Referring expression pointing data
=== Section Start ===

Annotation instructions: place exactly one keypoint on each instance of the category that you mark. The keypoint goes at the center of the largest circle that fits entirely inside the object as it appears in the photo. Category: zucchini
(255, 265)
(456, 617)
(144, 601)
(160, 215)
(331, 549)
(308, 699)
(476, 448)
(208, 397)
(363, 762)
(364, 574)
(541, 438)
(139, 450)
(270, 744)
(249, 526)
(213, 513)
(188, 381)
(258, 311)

=== Section End ===

**ASSIGNED TASK**
Each line of the data must be copied exactly as it appears.

**RESULT OF THE EXERCISE**
Annotation instructions: place exactly one keypoint on each instance of the category that you mark. The keypoint goes at the center of the largest circle that fits entirely inside the object as it appears in the photo. Category: zucchini
(255, 265)
(456, 617)
(144, 601)
(160, 215)
(331, 549)
(308, 699)
(476, 448)
(208, 397)
(363, 762)
(364, 574)
(541, 438)
(139, 450)
(270, 744)
(249, 526)
(213, 513)
(188, 381)
(258, 311)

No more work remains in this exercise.